-------- 提供文章 --------

推薦序
毅力,主導她的一生
楊芳芷,堅守新聞崗位四十年,退休時,她說:她不算是傑出的記者,但可以問心無愧、坦蕩蕩地說,是個敬業、有職業道德的新聞從業人員,「一路走來,始終如一」。她的自我肯定,也是我認識的楊芳芷,堅毅、豁達、平實、坦直。
我們在中央通訊社共事十一年,很長一段時間,是國內新聞部僅有的兩個女記者,都是剛從大學新聞系組畢業的「菜鳥」,男記者也不多。一九六○年代的中央社,採精兵制,嚴格培養每一個記者都能獨立作戰,國內外發生重大新聞,新聞媒體可能派一組人採訪,中央社還是採訪記者和攝影記者各一,在「每分鐘都是截稿時間」的壓力下,採訪告一段落,立即回社(那個年代沒有電腦)撰寫新聞,力求正確、完整、迅速,提供給國內外各新聞媒體。
中央通訊社,是中華民國國家通訊社,也是唯一能和世界各國通訊社,簽訂合約,互相交換新聞,並派駐記者的通訊社,備受國內外媒體尊重。
芳芷和我,很幸運在中央社的輝煌年代,加入這個既有家的溫馨,又有高水準工作要求的新聞園地,我們都見證了多多少少歷史事件,留下深刻的人生印記。

--------

■ **作答要求**:
1. 請把推薦序中從「我們在中央通訊社共事十一年,很長一段時間」開始、一直到「通訊社,備受國內外媒體尊重。」為止的文字照原樣抄寫出來。
2. 根據推薦序回答下列問題:
(a) 楊芳芷堅守新聞崗位多少年?
(b) 作者和楊芳芷在中央通訊社共事了幾年?
(c) 一九六○年代國內外發生重大新聞時,中央社派哪些人去採訪?
3. 接續推薦序,從最後一句之後往下寫。

-------- 資料部分 --------

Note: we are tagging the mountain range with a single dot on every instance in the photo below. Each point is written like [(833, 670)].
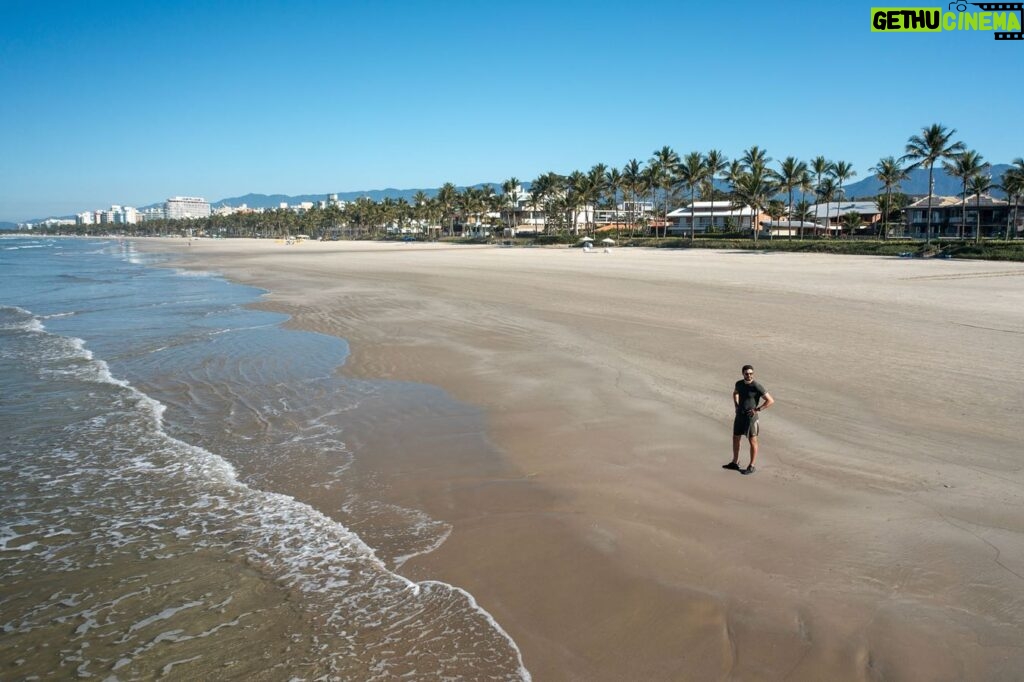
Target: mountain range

--------

■ **各題答案**:
1.
我們在中央通訊社共事十一年,很長一段時間,是國內新聞部僅有的兩個女記者,都是剛從大學新聞系組畢業的「菜鳥」,男記者也不多。一九六○年代的中央社,採精兵制,嚴格培養每一個記者都能獨立作戰,國內外發生重大新聞,新聞媒體可能派一組人採訪,中央社還是採訪記者和攝影記者各一,在「每分鐘都是截稿時間」的壓力下,採訪告一段落,立即回社(那個年代沒有電腦)撰寫新聞,力求正確、完整、迅速,提供給國內外各新聞媒體。
中央通訊社,是中華民國國家通訊社,也是唯一能和世界各國通訊社,簽訂合約,互相交換新聞,並派駐記者的通訊社,備受國內外媒體尊重。

2.
(a) 四十年。
(b) 十一年。
(c) 採訪記者和攝影記者各一人。

3.
走過漫長的新聞路之後,楊芳芷毅然退出職場、開始過她逍遙自在的生活,她喜歡歷史,旅遊各地,以報導文學紀錄下她走過的名山,古城的所見、所聞、所思,這一系列脫出新聞報導的作品,流暢、生動,也呈現出她生命中的豁達和愉悅。
邁進人生另一階段,她沉澱下來,有了思考空間,「尋根」的意念慢慢浮現,她回到久別的故鄉,到台北平溪看「天燈」,徘徊汐止老街,尋找記憶中的街景風貌,過往的人與事,融入少年的記憶,芳芷開始動筆寫自己。
做為礦工的女兒,不是宿命,也不一定悲慘。芳芷成長的這個礦工家庭,除了貧苦,還背負著那個年代的台灣傳統習俗。父親入贅顏家,很早就失去語言權,不過問家務事,沉默盡到養家的責任,在他女兒成長的過程中,他扮演的是一個旁觀者。「我很少想起老爸,生前或死後。」芳芷驀然發現對父親是如此陌生,她試探從親友敘述中,拼出父親的身世,或因年代相隔久遠,識者多已凋零,既無法追根慎遠,楊家的「族譜」僅始於住在台灣北部的父母這一代,對芳芷來說,也許有點遺憾,但也達成她的心願:留下這本「回憶錄」,給旅居美國與故鄉已漸行漸遠的失根兒孫們。
芳芷的母親出生在台北平溪,十三天後送給汐止顏家當養女,她剛毅、果斷,急燥。十六歲被迫結婚,當礦工的丈夫收入有限,她從一個受寵的養女,一下子掉入精神與物質都極度貧乏的痛苦深淵中。大半生需要打工協助家計,她無法了解,這個排行老二的女兒,如此不顧家計艱難,死要念書,完全不能體諒父母的無力與無奈!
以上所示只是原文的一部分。